■ What you are asked to do ■
Reproduce the listing below word for word and line for line, leaving out the pictures.

------

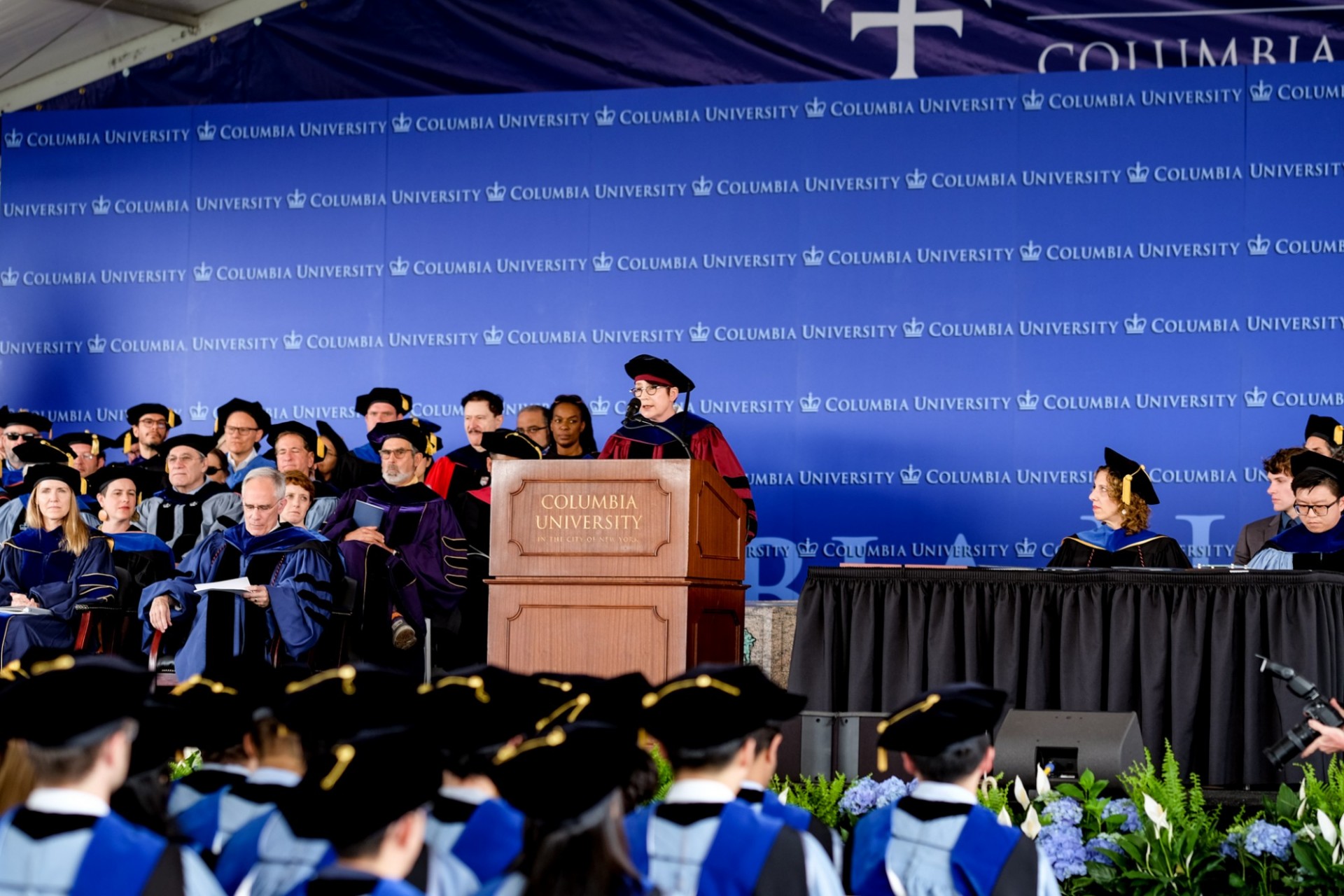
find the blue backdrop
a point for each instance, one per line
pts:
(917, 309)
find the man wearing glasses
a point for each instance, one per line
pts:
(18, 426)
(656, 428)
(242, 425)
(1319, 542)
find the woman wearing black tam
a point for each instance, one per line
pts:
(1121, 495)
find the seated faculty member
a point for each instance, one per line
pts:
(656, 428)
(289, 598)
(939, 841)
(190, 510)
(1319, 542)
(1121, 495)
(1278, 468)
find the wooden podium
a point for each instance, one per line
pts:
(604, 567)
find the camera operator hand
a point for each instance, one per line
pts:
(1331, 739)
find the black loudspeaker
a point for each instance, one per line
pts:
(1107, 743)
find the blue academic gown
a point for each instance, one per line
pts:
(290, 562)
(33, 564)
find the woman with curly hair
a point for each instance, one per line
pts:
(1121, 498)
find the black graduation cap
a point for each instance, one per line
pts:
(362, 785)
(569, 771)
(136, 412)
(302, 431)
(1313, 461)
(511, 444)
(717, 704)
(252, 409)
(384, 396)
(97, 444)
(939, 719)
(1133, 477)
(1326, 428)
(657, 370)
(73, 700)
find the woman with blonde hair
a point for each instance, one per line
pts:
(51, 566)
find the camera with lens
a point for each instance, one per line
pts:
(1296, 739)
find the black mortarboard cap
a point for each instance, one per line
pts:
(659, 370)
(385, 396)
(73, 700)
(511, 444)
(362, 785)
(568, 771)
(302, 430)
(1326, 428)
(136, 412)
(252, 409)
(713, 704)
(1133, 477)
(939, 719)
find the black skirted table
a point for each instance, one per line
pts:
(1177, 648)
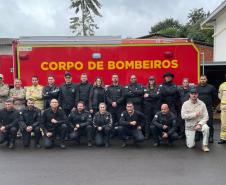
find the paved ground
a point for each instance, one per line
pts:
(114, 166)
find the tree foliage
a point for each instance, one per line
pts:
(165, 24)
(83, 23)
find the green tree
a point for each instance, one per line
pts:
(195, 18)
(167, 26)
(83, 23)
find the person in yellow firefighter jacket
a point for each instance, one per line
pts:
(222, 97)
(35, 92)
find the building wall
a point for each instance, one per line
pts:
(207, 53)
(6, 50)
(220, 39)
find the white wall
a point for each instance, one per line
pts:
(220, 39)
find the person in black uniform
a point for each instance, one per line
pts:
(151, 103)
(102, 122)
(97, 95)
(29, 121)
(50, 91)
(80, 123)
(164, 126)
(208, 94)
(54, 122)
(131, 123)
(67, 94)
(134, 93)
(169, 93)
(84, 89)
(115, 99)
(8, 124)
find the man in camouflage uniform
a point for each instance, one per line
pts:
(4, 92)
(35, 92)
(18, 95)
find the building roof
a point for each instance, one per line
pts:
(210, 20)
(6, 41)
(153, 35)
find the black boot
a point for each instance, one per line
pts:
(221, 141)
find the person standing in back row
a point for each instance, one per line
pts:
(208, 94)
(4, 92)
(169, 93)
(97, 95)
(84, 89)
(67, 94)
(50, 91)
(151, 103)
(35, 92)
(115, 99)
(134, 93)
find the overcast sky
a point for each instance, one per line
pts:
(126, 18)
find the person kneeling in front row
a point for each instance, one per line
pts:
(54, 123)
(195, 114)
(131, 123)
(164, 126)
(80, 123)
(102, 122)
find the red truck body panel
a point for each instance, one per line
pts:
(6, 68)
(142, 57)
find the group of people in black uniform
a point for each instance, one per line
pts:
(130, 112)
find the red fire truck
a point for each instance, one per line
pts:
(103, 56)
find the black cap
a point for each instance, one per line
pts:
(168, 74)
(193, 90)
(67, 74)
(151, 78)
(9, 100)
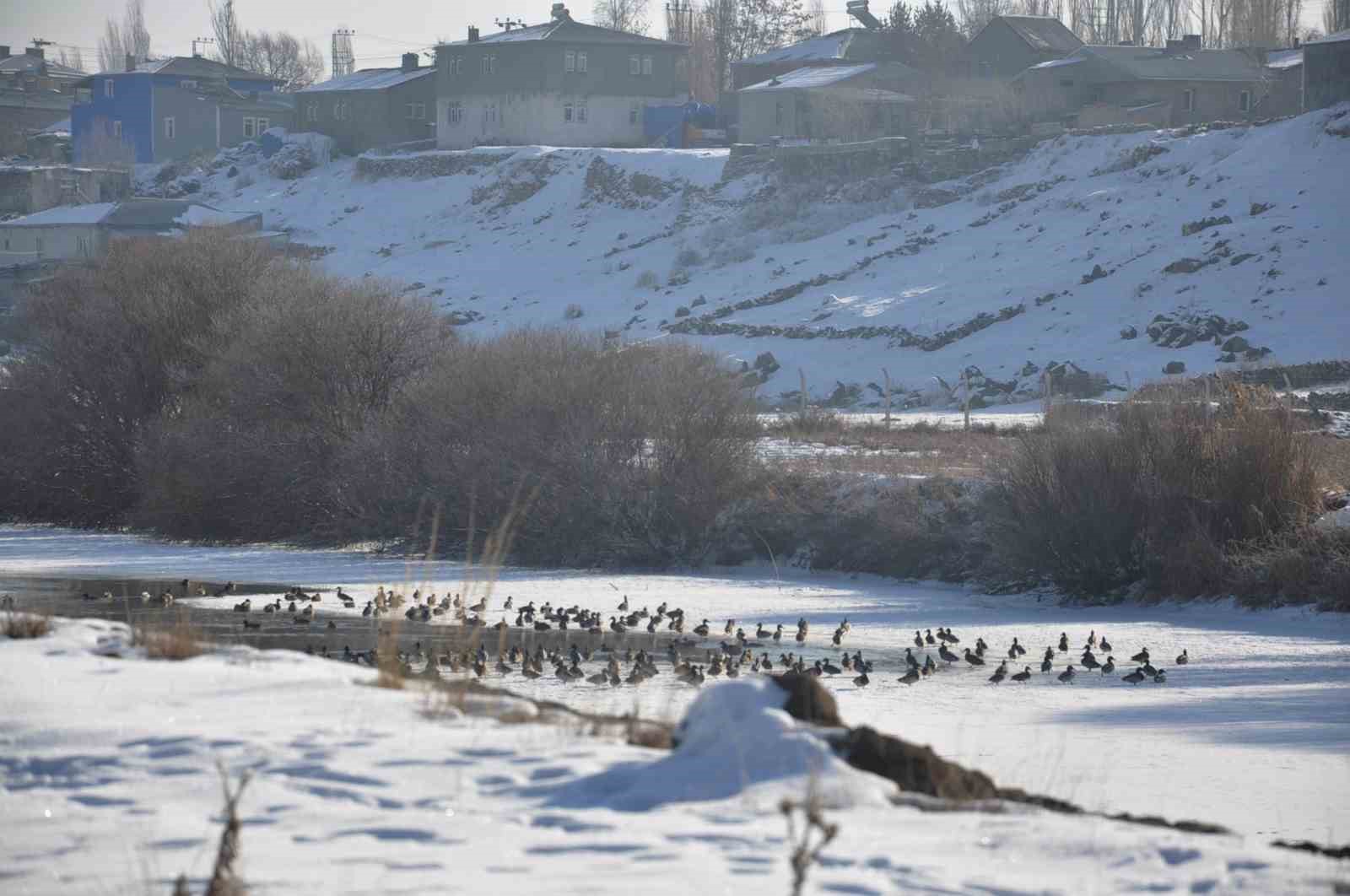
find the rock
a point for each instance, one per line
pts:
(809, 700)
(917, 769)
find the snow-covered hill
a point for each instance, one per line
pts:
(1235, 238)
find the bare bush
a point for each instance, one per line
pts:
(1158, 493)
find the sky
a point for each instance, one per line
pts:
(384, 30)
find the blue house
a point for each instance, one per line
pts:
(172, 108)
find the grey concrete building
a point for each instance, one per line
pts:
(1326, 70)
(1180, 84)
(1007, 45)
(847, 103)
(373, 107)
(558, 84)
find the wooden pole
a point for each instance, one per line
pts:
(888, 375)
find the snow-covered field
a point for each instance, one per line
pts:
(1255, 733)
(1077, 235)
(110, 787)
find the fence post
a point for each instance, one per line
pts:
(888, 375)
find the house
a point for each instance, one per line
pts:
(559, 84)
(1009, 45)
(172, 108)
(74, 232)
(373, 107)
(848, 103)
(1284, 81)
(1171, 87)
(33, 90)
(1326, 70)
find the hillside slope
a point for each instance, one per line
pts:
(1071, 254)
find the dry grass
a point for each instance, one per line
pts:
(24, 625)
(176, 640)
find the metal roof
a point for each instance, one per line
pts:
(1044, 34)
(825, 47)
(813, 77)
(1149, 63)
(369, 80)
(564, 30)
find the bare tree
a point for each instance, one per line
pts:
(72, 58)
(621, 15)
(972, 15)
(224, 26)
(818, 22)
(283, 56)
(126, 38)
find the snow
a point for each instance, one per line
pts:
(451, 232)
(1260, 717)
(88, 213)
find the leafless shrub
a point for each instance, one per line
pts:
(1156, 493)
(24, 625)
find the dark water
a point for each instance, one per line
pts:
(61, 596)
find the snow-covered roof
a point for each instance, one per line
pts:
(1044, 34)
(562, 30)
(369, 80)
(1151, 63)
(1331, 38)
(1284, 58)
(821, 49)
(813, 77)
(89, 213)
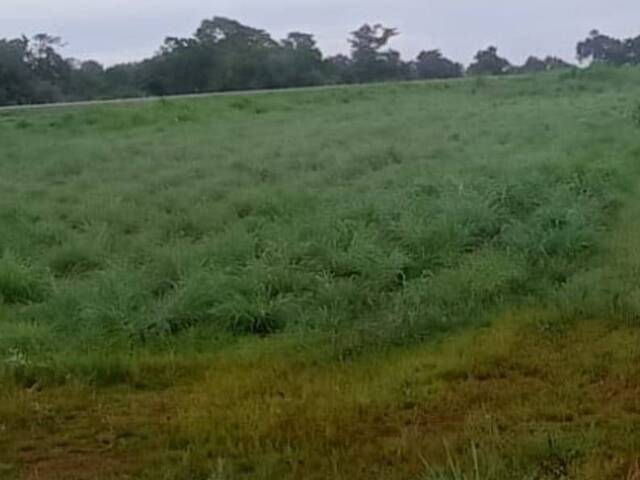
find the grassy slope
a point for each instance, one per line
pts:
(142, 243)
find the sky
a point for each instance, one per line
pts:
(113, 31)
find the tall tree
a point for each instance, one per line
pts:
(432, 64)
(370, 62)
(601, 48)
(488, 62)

------

■ Output for this task ■
find the blue backdrop
a point for each instance, one per line
pts:
(917, 309)
find the man wearing glasses
a point for each instance, one per line
pts:
(18, 426)
(656, 428)
(242, 425)
(1319, 542)
find the woman wearing black tam
a point for each instance, one per line
pts:
(1121, 495)
find the seated faculty member
a point for each instance, one per line
pts:
(656, 428)
(289, 598)
(939, 841)
(190, 510)
(1319, 542)
(1121, 495)
(1278, 468)
find the wooden podium
a point for each instance, one per line
pts:
(604, 567)
find the camera operator hand
a point for each instance, one per line
pts:
(1331, 739)
find the black loudspeaker
a point for each instance, one per line
pts:
(1107, 743)
find the blue academic gown
a point for each instance, one per line
pts:
(290, 562)
(33, 564)
find the woman with curly hair
a point for each instance, one per line
pts:
(1121, 498)
find the black graduation cap
a point for each instance, one per line
pts:
(362, 785)
(569, 771)
(136, 412)
(302, 431)
(1313, 461)
(511, 444)
(717, 704)
(252, 409)
(384, 396)
(97, 444)
(939, 719)
(1133, 477)
(1326, 428)
(657, 370)
(73, 700)
find the woman with blonde hair
a point for each instance, one per line
pts:
(51, 566)
find the camera with lens
a point for each instance, one per line
pts:
(1296, 739)
find the black mortarboard cap
a point for each instance, one per line
pts:
(659, 370)
(385, 396)
(73, 700)
(511, 444)
(362, 785)
(568, 771)
(302, 430)
(1326, 428)
(136, 412)
(252, 409)
(713, 704)
(1133, 477)
(939, 719)
find the black skirted table
a point for each instance, one per line
pts:
(1177, 648)
find the paved ground
a point for each instance, one per line
pts:
(114, 166)
find the tree foliage
a point for each instance, one per line
pts:
(165, 24)
(83, 23)
find the green tree
a point for each instance, one per line
pts:
(195, 18)
(167, 26)
(83, 23)
find the person in yellow firefighter jacket
a point for each instance, one per line
pts:
(222, 97)
(35, 92)
find the building wall
a point for each instance, one per line
pts:
(207, 53)
(6, 50)
(220, 39)
find the white wall
a point for each instance, one per line
pts:
(220, 39)
find the person in black uniform
a point for each instance, one per line
pts:
(151, 103)
(102, 122)
(97, 95)
(29, 121)
(50, 91)
(80, 123)
(164, 126)
(208, 94)
(54, 122)
(131, 123)
(67, 94)
(134, 93)
(169, 93)
(84, 89)
(115, 99)
(8, 124)
find the man in camouflage uniform
a point for each instance, one per line
pts:
(4, 92)
(35, 92)
(18, 95)
find the building roof
a point for each instance, one per line
pts:
(210, 20)
(6, 41)
(153, 35)
find the black boot
a point for each instance, one per line
pts:
(221, 141)
find the person standing in back row
a point for each instance, one per line
pts:
(208, 94)
(4, 92)
(169, 93)
(97, 95)
(84, 89)
(67, 94)
(50, 91)
(151, 103)
(35, 92)
(115, 99)
(134, 93)
find the overcast sky
a point for each instance, one per line
pts:
(126, 18)
find the person kneeling in front row
a point for each instance, one per line
pts:
(54, 123)
(195, 114)
(131, 123)
(164, 126)
(80, 123)
(102, 122)
find the red truck body panel
a point for each instance, one per line
pts:
(6, 68)
(142, 57)
find the group of people in black uniform
a point for each instance, one per line
pts:
(130, 112)
find the red fire truck
a point for each instance, one per line
pts:
(103, 56)
find the black cap
a point for each instance, one per line
pts:
(168, 74)
(193, 90)
(67, 74)
(151, 78)
(9, 100)
find the rock
a point for each instance, one per line
pts:
(809, 700)
(917, 769)
find the snow-covered hill
a point for each instance, one per line
pts:
(1235, 238)
find the bare bush
a point for each instance, one per line
pts:
(1158, 493)
find the sky
a point for each instance, one per line
pts:
(384, 30)
find the blue house
a point for each instance, one per line
pts:
(172, 108)
find the grey concrete building
a point for each instance, one per line
pts:
(1326, 70)
(1180, 84)
(1007, 45)
(847, 103)
(373, 107)
(558, 84)
find the wooden pole
a point for each instance, one per line
pts:
(888, 375)
find the snow-covered field
a point for each instance, one per line
pts:
(1255, 733)
(1077, 235)
(110, 787)
find the fence post
a point for each instance, one per line
pts:
(888, 375)
find the house
a point for each instance, one per line
pts:
(559, 84)
(1009, 45)
(172, 108)
(74, 232)
(373, 107)
(848, 103)
(1284, 81)
(1171, 87)
(33, 90)
(1326, 70)
find the hillside slope
a point for each instance, one per line
pts:
(1071, 254)
find the dry grass
a point for each instance, one per line
pts:
(24, 625)
(176, 640)
find the metal roof
a point for each instance, one per line
pts:
(1044, 34)
(825, 47)
(813, 77)
(1149, 63)
(369, 80)
(564, 30)
find the bare tree
a point for each instance, one per line
pts:
(72, 58)
(621, 15)
(972, 15)
(224, 26)
(818, 22)
(283, 56)
(126, 38)
find the snow
a point for each instance, one per line
pts:
(451, 232)
(1260, 717)
(88, 213)
find the leafless shrub
a point for each instance, one per line
pts:
(1156, 493)
(24, 625)
find the dark water
a point for each instance, one per line
pts:
(61, 596)
find the snow-covered roof
a point for each instance, one per line
pts:
(1044, 34)
(562, 30)
(369, 80)
(1151, 63)
(1331, 38)
(1284, 58)
(821, 49)
(813, 77)
(89, 213)
find the grassy slope
a point for each instance, one per line
pts:
(142, 243)
find the sky
a point for each instance, one per line
pts:
(113, 31)
find the tall tree
a point for each instance, one per line
pts:
(432, 64)
(370, 62)
(601, 48)
(488, 62)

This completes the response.